— START —
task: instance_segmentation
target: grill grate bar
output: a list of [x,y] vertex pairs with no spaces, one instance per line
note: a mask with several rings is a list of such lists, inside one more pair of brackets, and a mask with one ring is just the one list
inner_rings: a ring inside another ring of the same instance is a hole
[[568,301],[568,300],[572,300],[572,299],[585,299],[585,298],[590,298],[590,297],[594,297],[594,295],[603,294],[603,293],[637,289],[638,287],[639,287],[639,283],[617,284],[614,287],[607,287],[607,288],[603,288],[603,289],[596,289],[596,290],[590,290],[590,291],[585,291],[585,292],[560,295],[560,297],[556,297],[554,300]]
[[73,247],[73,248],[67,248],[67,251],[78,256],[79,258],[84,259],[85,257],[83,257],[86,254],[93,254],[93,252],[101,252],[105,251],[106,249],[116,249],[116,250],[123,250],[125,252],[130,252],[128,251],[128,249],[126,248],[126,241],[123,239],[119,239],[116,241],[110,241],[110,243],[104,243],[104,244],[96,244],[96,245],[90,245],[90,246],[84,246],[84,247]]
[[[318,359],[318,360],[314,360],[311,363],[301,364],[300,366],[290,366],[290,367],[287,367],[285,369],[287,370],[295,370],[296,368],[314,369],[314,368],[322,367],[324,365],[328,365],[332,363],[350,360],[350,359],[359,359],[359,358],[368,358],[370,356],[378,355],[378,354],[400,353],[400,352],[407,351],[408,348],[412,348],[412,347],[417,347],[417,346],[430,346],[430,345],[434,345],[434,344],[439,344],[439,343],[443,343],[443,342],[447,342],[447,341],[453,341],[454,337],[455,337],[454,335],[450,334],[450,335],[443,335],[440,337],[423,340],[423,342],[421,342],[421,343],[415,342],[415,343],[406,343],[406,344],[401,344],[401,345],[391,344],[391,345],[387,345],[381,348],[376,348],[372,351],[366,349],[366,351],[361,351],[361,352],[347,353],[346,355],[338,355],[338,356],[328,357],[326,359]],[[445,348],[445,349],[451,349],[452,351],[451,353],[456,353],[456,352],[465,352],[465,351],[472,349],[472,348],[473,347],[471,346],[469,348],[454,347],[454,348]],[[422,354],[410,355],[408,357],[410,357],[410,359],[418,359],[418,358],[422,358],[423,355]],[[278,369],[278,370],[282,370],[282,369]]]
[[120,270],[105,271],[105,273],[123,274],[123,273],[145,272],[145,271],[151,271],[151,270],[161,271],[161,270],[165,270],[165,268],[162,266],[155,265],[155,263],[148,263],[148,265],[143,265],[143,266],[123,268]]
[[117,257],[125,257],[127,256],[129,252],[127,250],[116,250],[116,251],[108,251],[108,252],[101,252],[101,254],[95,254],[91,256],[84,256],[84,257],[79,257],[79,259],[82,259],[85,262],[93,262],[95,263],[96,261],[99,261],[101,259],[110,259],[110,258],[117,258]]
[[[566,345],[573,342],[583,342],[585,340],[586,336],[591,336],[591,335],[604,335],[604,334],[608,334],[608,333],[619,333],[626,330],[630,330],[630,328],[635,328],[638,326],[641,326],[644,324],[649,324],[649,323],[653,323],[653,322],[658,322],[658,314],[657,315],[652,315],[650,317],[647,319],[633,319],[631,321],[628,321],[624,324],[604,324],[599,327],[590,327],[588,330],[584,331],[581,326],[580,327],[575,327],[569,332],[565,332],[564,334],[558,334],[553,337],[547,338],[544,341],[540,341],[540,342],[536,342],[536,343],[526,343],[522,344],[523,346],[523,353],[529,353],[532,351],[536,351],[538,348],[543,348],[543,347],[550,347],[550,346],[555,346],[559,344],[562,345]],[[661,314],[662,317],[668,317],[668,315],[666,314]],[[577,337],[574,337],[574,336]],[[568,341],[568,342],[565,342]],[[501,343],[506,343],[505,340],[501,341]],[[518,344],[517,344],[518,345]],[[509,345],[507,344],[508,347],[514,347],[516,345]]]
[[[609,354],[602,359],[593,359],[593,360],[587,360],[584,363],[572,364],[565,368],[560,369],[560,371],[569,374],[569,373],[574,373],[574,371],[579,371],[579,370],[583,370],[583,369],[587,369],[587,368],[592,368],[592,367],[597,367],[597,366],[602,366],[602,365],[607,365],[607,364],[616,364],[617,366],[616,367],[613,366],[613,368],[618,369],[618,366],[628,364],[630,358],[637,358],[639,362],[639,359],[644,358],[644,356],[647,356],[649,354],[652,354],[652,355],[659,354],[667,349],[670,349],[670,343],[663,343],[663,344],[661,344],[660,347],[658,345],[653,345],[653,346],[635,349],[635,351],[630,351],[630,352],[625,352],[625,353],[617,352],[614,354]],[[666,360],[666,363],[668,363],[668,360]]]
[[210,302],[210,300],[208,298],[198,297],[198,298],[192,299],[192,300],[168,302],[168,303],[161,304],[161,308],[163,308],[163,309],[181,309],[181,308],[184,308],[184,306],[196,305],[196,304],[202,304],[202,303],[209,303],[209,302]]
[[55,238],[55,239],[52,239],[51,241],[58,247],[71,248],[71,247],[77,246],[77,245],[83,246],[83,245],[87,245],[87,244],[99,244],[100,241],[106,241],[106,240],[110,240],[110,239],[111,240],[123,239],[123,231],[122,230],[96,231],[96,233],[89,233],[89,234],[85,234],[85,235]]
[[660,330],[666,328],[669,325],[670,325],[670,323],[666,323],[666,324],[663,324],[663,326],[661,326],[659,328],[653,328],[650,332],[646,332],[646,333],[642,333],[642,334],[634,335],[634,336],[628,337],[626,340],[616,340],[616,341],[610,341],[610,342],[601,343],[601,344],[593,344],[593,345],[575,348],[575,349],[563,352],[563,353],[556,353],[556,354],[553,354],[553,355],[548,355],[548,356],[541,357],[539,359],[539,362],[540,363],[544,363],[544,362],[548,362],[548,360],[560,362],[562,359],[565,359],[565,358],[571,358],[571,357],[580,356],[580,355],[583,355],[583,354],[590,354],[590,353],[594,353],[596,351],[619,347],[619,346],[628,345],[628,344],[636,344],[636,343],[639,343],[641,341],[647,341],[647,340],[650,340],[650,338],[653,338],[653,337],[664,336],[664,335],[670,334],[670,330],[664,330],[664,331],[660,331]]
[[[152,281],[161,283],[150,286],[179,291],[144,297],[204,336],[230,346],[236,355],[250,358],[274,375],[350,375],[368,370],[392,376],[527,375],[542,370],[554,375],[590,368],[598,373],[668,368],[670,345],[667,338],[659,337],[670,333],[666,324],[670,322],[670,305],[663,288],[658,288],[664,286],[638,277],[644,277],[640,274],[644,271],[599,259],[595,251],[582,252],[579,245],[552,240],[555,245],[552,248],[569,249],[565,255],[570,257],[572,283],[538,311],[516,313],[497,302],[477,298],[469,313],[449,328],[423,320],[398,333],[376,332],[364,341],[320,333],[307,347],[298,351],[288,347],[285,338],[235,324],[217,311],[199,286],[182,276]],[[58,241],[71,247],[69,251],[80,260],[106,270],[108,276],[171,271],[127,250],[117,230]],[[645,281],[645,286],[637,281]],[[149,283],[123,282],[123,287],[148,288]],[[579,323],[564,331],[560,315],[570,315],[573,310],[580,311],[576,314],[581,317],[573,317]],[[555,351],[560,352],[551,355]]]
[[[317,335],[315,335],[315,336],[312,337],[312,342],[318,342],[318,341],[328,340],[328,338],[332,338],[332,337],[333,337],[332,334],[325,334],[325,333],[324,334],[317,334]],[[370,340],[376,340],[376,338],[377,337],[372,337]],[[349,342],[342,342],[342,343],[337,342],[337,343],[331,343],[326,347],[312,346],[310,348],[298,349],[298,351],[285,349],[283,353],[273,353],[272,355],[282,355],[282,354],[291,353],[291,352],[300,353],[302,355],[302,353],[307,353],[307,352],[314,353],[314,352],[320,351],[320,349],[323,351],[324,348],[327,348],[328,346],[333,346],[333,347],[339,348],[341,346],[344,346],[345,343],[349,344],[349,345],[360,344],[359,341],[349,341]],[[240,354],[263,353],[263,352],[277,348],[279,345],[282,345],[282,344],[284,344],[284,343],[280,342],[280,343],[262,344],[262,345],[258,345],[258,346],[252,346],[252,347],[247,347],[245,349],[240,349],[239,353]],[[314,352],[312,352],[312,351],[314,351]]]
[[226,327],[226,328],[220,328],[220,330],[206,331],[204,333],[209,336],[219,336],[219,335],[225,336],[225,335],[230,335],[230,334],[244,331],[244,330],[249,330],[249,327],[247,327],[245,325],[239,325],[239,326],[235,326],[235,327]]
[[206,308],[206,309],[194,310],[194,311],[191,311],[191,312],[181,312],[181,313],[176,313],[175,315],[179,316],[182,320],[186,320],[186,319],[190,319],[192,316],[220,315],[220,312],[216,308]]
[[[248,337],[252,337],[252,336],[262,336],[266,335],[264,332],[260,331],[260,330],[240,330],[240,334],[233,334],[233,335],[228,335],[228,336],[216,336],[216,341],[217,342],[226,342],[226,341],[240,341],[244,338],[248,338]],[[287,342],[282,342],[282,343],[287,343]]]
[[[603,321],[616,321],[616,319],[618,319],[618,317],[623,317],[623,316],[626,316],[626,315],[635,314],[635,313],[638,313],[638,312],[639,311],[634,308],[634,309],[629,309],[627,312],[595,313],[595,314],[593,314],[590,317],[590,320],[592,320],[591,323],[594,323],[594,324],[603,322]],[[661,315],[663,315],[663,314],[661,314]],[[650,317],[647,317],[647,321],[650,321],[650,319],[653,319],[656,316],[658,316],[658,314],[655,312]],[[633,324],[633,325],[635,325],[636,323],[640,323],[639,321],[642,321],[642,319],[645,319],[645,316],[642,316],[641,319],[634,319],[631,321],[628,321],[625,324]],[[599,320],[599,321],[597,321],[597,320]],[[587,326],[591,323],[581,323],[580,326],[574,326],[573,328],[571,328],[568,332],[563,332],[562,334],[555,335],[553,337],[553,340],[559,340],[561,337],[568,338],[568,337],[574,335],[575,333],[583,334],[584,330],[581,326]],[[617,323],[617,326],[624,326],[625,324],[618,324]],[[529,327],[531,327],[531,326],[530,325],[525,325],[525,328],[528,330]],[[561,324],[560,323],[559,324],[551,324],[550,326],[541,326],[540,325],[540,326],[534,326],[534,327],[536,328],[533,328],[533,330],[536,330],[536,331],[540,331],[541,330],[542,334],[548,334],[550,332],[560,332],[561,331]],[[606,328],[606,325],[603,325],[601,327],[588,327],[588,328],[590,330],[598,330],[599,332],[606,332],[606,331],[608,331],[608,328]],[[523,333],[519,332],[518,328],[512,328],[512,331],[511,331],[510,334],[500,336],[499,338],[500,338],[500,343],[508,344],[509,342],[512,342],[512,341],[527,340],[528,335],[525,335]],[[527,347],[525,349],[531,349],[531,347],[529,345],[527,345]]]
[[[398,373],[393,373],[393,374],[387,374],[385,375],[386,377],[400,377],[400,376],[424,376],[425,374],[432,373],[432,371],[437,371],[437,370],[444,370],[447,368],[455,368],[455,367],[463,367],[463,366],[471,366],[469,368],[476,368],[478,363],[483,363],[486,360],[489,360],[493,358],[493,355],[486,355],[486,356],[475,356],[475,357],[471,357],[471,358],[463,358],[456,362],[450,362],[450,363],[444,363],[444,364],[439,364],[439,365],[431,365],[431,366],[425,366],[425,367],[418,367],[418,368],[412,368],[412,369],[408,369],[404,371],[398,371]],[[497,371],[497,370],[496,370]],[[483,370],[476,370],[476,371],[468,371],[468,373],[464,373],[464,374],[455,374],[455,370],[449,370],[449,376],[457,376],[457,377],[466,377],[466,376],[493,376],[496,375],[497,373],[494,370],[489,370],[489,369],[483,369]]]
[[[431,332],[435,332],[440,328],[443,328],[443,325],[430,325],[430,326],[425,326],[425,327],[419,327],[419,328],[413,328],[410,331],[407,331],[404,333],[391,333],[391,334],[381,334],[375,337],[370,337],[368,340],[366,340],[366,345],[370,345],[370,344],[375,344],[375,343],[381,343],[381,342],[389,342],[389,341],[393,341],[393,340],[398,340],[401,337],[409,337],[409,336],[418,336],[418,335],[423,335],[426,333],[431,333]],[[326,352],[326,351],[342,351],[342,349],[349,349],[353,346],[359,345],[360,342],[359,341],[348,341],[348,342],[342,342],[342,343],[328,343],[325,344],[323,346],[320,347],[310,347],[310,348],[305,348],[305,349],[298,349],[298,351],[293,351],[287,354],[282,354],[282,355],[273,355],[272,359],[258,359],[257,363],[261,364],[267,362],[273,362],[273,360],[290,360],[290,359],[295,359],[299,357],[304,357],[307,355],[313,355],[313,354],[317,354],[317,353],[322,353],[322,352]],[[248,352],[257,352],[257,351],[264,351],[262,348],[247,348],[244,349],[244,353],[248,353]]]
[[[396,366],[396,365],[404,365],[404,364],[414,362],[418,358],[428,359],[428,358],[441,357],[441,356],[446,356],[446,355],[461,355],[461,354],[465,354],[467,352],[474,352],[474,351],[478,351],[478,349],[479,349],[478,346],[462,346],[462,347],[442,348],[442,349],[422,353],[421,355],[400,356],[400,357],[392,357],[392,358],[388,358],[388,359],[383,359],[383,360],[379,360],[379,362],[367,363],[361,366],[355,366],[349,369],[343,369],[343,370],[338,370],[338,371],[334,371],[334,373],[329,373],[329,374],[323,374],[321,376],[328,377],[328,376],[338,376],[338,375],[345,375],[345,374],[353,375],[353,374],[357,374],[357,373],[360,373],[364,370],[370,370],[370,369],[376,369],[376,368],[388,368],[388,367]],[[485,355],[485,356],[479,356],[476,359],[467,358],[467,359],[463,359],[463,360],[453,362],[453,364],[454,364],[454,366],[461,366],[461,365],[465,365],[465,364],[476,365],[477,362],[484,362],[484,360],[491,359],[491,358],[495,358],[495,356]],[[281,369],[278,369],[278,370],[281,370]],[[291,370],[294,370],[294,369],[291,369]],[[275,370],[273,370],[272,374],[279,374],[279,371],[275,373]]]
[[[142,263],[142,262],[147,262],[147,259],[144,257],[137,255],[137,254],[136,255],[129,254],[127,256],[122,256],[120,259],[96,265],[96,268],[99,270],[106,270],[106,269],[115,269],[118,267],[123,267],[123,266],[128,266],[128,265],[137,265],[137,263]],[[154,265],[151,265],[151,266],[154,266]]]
— END —
• [Task details] Filter the lines above and copy out, in full, each one that contains the string "with".

• [Exercise solution]
output: a list of [x,y] vertex pairs with no spaces, one instance per line
note: a mask with several rings is a list of such lists, inside one more pair of brackets, and a mask with one ring is just the one list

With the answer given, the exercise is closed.